§ **Required work**: Copy out the lines from the start of the records through the line containing "270 185 L 267", keeping both ends and changing nothing. Leave the pictures out of your answer.

§ **Records for processing**:

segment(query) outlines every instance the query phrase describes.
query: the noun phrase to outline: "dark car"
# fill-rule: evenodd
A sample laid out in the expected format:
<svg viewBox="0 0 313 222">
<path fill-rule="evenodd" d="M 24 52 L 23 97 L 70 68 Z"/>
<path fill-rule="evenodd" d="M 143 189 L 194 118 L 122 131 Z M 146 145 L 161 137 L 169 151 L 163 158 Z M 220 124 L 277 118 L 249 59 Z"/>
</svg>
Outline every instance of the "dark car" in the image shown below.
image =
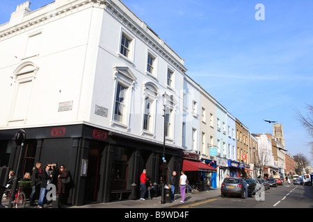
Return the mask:
<svg viewBox="0 0 313 222">
<path fill-rule="evenodd" d="M 302 179 L 298 178 L 296 180 L 294 181 L 294 185 L 303 185 L 303 180 Z"/>
<path fill-rule="evenodd" d="M 276 180 L 275 180 L 274 178 L 267 178 L 266 180 L 271 187 L 277 187 Z"/>
<path fill-rule="evenodd" d="M 270 185 L 267 182 L 267 180 L 263 178 L 259 178 L 257 179 L 260 183 L 262 183 L 263 185 L 264 185 L 265 190 L 270 189 Z"/>
<path fill-rule="evenodd" d="M 221 196 L 241 196 L 246 198 L 246 187 L 248 184 L 242 178 L 227 178 L 224 179 L 220 187 Z"/>
<path fill-rule="evenodd" d="M 248 187 L 248 196 L 251 196 L 252 195 L 255 194 L 257 182 L 251 178 L 246 178 L 246 182 L 249 185 L 249 187 Z"/>
</svg>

§ **Solution for this problem**:
segment(query) outlines every instance the query phrase describes.
query: the noun phrase to outline: "dark car"
# fill-rule: evenodd
A sample laid out in the expected format:
<svg viewBox="0 0 313 222">
<path fill-rule="evenodd" d="M 24 52 L 23 97 L 70 68 Z"/>
<path fill-rule="evenodd" d="M 143 189 L 194 118 L 122 131 Z M 146 145 L 161 137 L 169 151 L 163 158 Z M 220 124 L 277 118 L 249 59 Z"/>
</svg>
Outline every instance of the "dark car" in the image shown below.
image =
Return the mask:
<svg viewBox="0 0 313 222">
<path fill-rule="evenodd" d="M 302 179 L 298 178 L 296 180 L 294 181 L 294 185 L 303 185 L 303 180 Z"/>
<path fill-rule="evenodd" d="M 276 180 L 275 180 L 274 178 L 267 178 L 266 180 L 271 187 L 277 187 Z"/>
<path fill-rule="evenodd" d="M 270 185 L 267 182 L 267 180 L 263 178 L 259 178 L 257 179 L 260 183 L 262 183 L 263 185 L 264 185 L 265 190 L 270 189 Z"/>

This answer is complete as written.